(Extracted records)
--------------------------------

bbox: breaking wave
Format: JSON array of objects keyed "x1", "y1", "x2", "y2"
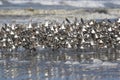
[{"x1": 0, "y1": 0, "x2": 120, "y2": 8}]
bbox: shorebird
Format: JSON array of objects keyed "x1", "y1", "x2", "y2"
[
  {"x1": 116, "y1": 18, "x2": 120, "y2": 23},
  {"x1": 65, "y1": 18, "x2": 71, "y2": 23},
  {"x1": 0, "y1": 18, "x2": 120, "y2": 61},
  {"x1": 81, "y1": 18, "x2": 85, "y2": 24}
]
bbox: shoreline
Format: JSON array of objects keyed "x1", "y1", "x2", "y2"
[{"x1": 0, "y1": 8, "x2": 120, "y2": 23}]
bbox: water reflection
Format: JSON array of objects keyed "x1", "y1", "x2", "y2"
[{"x1": 0, "y1": 52, "x2": 120, "y2": 80}]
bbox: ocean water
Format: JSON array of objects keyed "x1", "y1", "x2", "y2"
[
  {"x1": 0, "y1": 0, "x2": 120, "y2": 9},
  {"x1": 0, "y1": 0, "x2": 120, "y2": 23}
]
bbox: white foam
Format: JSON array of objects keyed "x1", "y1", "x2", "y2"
[
  {"x1": 8, "y1": 0, "x2": 60, "y2": 5},
  {"x1": 65, "y1": 61, "x2": 72, "y2": 65},
  {"x1": 102, "y1": 62, "x2": 118, "y2": 67},
  {"x1": 72, "y1": 61, "x2": 80, "y2": 65},
  {"x1": 4, "y1": 0, "x2": 120, "y2": 8},
  {"x1": 61, "y1": 1, "x2": 104, "y2": 8},
  {"x1": 8, "y1": 0, "x2": 30, "y2": 4},
  {"x1": 92, "y1": 59, "x2": 103, "y2": 64},
  {"x1": 38, "y1": 0, "x2": 60, "y2": 5},
  {"x1": 85, "y1": 59, "x2": 102, "y2": 69},
  {"x1": 117, "y1": 58, "x2": 120, "y2": 61},
  {"x1": 0, "y1": 1, "x2": 3, "y2": 5},
  {"x1": 65, "y1": 60, "x2": 80, "y2": 65},
  {"x1": 85, "y1": 58, "x2": 119, "y2": 69}
]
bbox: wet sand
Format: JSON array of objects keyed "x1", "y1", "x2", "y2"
[{"x1": 0, "y1": 8, "x2": 120, "y2": 23}]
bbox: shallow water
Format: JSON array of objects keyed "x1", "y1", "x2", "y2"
[{"x1": 0, "y1": 52, "x2": 120, "y2": 80}]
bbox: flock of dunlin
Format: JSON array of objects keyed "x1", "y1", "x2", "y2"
[{"x1": 0, "y1": 18, "x2": 120, "y2": 53}]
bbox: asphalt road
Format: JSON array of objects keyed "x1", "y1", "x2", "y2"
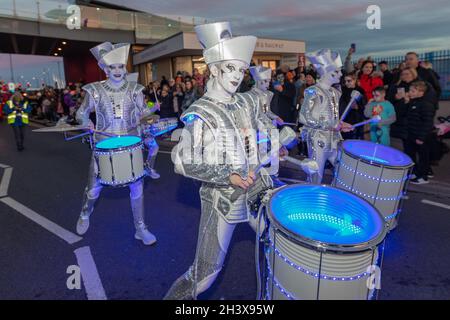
[{"x1": 0, "y1": 121, "x2": 449, "y2": 300}]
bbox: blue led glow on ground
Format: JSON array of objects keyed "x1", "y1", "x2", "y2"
[
  {"x1": 269, "y1": 185, "x2": 384, "y2": 245},
  {"x1": 343, "y1": 140, "x2": 412, "y2": 167},
  {"x1": 95, "y1": 136, "x2": 142, "y2": 149}
]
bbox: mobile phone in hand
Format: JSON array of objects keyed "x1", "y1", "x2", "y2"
[{"x1": 351, "y1": 43, "x2": 356, "y2": 52}]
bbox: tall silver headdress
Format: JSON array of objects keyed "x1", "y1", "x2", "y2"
[
  {"x1": 90, "y1": 42, "x2": 130, "y2": 67},
  {"x1": 249, "y1": 65, "x2": 272, "y2": 81},
  {"x1": 306, "y1": 49, "x2": 342, "y2": 76},
  {"x1": 194, "y1": 22, "x2": 256, "y2": 66}
]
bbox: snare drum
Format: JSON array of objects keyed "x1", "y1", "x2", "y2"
[
  {"x1": 265, "y1": 184, "x2": 387, "y2": 300},
  {"x1": 333, "y1": 140, "x2": 413, "y2": 230},
  {"x1": 94, "y1": 135, "x2": 145, "y2": 187},
  {"x1": 148, "y1": 117, "x2": 178, "y2": 137}
]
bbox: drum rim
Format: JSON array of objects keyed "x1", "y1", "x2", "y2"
[
  {"x1": 340, "y1": 139, "x2": 414, "y2": 169},
  {"x1": 267, "y1": 184, "x2": 388, "y2": 253},
  {"x1": 98, "y1": 174, "x2": 145, "y2": 187},
  {"x1": 94, "y1": 135, "x2": 143, "y2": 152}
]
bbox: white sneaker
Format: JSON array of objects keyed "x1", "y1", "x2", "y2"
[
  {"x1": 135, "y1": 226, "x2": 157, "y2": 245},
  {"x1": 76, "y1": 217, "x2": 90, "y2": 235},
  {"x1": 410, "y1": 177, "x2": 429, "y2": 185},
  {"x1": 146, "y1": 168, "x2": 160, "y2": 179}
]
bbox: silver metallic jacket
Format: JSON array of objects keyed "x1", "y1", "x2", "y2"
[
  {"x1": 298, "y1": 85, "x2": 342, "y2": 151},
  {"x1": 250, "y1": 87, "x2": 279, "y2": 127},
  {"x1": 76, "y1": 80, "x2": 146, "y2": 139},
  {"x1": 173, "y1": 91, "x2": 270, "y2": 224}
]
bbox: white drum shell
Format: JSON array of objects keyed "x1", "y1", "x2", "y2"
[
  {"x1": 266, "y1": 227, "x2": 379, "y2": 300},
  {"x1": 334, "y1": 147, "x2": 412, "y2": 230},
  {"x1": 95, "y1": 142, "x2": 144, "y2": 186}
]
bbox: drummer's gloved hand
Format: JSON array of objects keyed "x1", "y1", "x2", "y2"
[
  {"x1": 279, "y1": 146, "x2": 289, "y2": 158},
  {"x1": 339, "y1": 122, "x2": 354, "y2": 133},
  {"x1": 230, "y1": 171, "x2": 256, "y2": 190}
]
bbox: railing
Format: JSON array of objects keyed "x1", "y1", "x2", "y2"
[
  {"x1": 0, "y1": 0, "x2": 195, "y2": 41},
  {"x1": 371, "y1": 50, "x2": 450, "y2": 100}
]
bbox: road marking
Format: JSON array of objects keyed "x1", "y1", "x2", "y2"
[
  {"x1": 421, "y1": 199, "x2": 450, "y2": 210},
  {"x1": 74, "y1": 246, "x2": 107, "y2": 300},
  {"x1": 0, "y1": 167, "x2": 13, "y2": 197},
  {"x1": 0, "y1": 163, "x2": 11, "y2": 169},
  {"x1": 0, "y1": 197, "x2": 82, "y2": 244}
]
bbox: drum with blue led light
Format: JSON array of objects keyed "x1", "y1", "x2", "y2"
[
  {"x1": 94, "y1": 135, "x2": 145, "y2": 187},
  {"x1": 264, "y1": 184, "x2": 387, "y2": 300},
  {"x1": 333, "y1": 140, "x2": 413, "y2": 230}
]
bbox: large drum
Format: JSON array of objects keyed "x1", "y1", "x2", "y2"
[
  {"x1": 94, "y1": 135, "x2": 145, "y2": 187},
  {"x1": 333, "y1": 140, "x2": 413, "y2": 230},
  {"x1": 264, "y1": 184, "x2": 387, "y2": 300}
]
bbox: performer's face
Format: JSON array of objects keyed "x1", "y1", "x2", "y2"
[
  {"x1": 257, "y1": 79, "x2": 271, "y2": 91},
  {"x1": 215, "y1": 60, "x2": 248, "y2": 94},
  {"x1": 106, "y1": 64, "x2": 126, "y2": 82},
  {"x1": 323, "y1": 68, "x2": 342, "y2": 85}
]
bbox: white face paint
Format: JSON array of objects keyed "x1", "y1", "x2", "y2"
[
  {"x1": 321, "y1": 68, "x2": 342, "y2": 86},
  {"x1": 216, "y1": 60, "x2": 248, "y2": 94},
  {"x1": 104, "y1": 64, "x2": 126, "y2": 84},
  {"x1": 257, "y1": 79, "x2": 271, "y2": 91}
]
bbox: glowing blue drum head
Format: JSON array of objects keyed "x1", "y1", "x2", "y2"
[
  {"x1": 342, "y1": 140, "x2": 412, "y2": 167},
  {"x1": 268, "y1": 185, "x2": 386, "y2": 250},
  {"x1": 95, "y1": 135, "x2": 142, "y2": 150}
]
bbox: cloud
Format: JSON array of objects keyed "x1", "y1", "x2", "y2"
[{"x1": 105, "y1": 0, "x2": 450, "y2": 58}]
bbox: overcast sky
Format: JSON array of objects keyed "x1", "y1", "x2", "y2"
[{"x1": 105, "y1": 0, "x2": 450, "y2": 59}]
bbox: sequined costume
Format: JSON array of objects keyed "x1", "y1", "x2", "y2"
[
  {"x1": 164, "y1": 22, "x2": 268, "y2": 300},
  {"x1": 250, "y1": 87, "x2": 279, "y2": 128},
  {"x1": 298, "y1": 49, "x2": 343, "y2": 183},
  {"x1": 299, "y1": 84, "x2": 341, "y2": 182},
  {"x1": 75, "y1": 42, "x2": 156, "y2": 245},
  {"x1": 167, "y1": 93, "x2": 272, "y2": 299}
]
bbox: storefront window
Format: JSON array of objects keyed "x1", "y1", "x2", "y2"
[
  {"x1": 192, "y1": 56, "x2": 207, "y2": 75},
  {"x1": 261, "y1": 60, "x2": 278, "y2": 71},
  {"x1": 173, "y1": 56, "x2": 193, "y2": 77}
]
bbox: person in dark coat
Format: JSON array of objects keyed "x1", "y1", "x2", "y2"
[
  {"x1": 270, "y1": 71, "x2": 296, "y2": 123},
  {"x1": 405, "y1": 52, "x2": 441, "y2": 99},
  {"x1": 378, "y1": 61, "x2": 394, "y2": 87},
  {"x1": 158, "y1": 86, "x2": 176, "y2": 118},
  {"x1": 387, "y1": 67, "x2": 438, "y2": 144},
  {"x1": 181, "y1": 80, "x2": 198, "y2": 113},
  {"x1": 339, "y1": 71, "x2": 367, "y2": 140},
  {"x1": 403, "y1": 81, "x2": 436, "y2": 184}
]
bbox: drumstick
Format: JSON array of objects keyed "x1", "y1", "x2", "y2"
[
  {"x1": 153, "y1": 87, "x2": 160, "y2": 107},
  {"x1": 281, "y1": 122, "x2": 297, "y2": 126},
  {"x1": 339, "y1": 90, "x2": 361, "y2": 124},
  {"x1": 230, "y1": 127, "x2": 297, "y2": 202},
  {"x1": 351, "y1": 116, "x2": 381, "y2": 128}
]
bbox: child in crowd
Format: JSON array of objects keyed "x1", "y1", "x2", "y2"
[
  {"x1": 364, "y1": 86, "x2": 396, "y2": 146},
  {"x1": 403, "y1": 81, "x2": 436, "y2": 184}
]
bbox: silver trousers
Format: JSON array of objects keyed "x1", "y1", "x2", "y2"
[
  {"x1": 306, "y1": 132, "x2": 339, "y2": 184},
  {"x1": 164, "y1": 193, "x2": 263, "y2": 300},
  {"x1": 145, "y1": 137, "x2": 159, "y2": 169}
]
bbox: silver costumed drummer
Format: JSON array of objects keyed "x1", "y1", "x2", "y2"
[
  {"x1": 75, "y1": 42, "x2": 157, "y2": 245},
  {"x1": 298, "y1": 49, "x2": 353, "y2": 183},
  {"x1": 165, "y1": 22, "x2": 278, "y2": 300}
]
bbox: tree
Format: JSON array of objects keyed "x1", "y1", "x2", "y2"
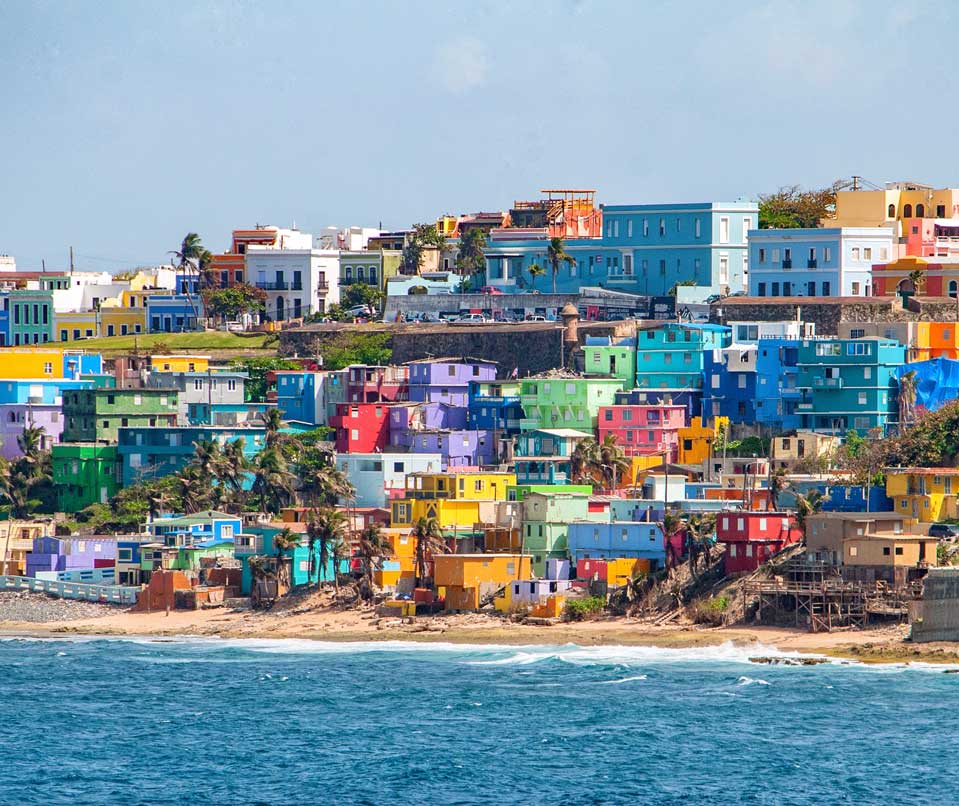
[
  {"x1": 356, "y1": 522, "x2": 388, "y2": 602},
  {"x1": 400, "y1": 223, "x2": 446, "y2": 275},
  {"x1": 686, "y1": 513, "x2": 717, "y2": 578},
  {"x1": 455, "y1": 228, "x2": 487, "y2": 280},
  {"x1": 272, "y1": 527, "x2": 302, "y2": 591},
  {"x1": 596, "y1": 433, "x2": 630, "y2": 491},
  {"x1": 570, "y1": 437, "x2": 600, "y2": 484},
  {"x1": 528, "y1": 262, "x2": 546, "y2": 292},
  {"x1": 230, "y1": 357, "x2": 301, "y2": 402},
  {"x1": 907, "y1": 268, "x2": 926, "y2": 296},
  {"x1": 341, "y1": 283, "x2": 385, "y2": 316},
  {"x1": 661, "y1": 511, "x2": 687, "y2": 569},
  {"x1": 547, "y1": 237, "x2": 576, "y2": 294},
  {"x1": 412, "y1": 516, "x2": 446, "y2": 587},
  {"x1": 307, "y1": 507, "x2": 347, "y2": 587},
  {"x1": 758, "y1": 181, "x2": 847, "y2": 229},
  {"x1": 251, "y1": 448, "x2": 296, "y2": 515},
  {"x1": 203, "y1": 283, "x2": 267, "y2": 324},
  {"x1": 169, "y1": 233, "x2": 212, "y2": 323},
  {"x1": 768, "y1": 467, "x2": 788, "y2": 511},
  {"x1": 794, "y1": 490, "x2": 825, "y2": 542}
]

--------------------------------

> [Work required]: Start with the first line of the records above and end with the line containing "bbox: water reflection". Output those lines exactly, pictures excluded.

> [Response to the task]:
bbox: breaking wave
Format: JSON array of objects keyed "x1", "y1", "x2", "y2"
[{"x1": 0, "y1": 0, "x2": 120, "y2": 8}]
bbox: shorebird
Format: JSON array of objects keyed "x1", "y1", "x2", "y2"
[
  {"x1": 116, "y1": 18, "x2": 120, "y2": 23},
  {"x1": 65, "y1": 18, "x2": 71, "y2": 23},
  {"x1": 0, "y1": 18, "x2": 120, "y2": 61},
  {"x1": 81, "y1": 18, "x2": 85, "y2": 24}
]
bbox: shoreline
Format: JSON array of objects keyed "x1", "y1", "x2", "y2"
[{"x1": 0, "y1": 8, "x2": 120, "y2": 23}]
bbox: water reflection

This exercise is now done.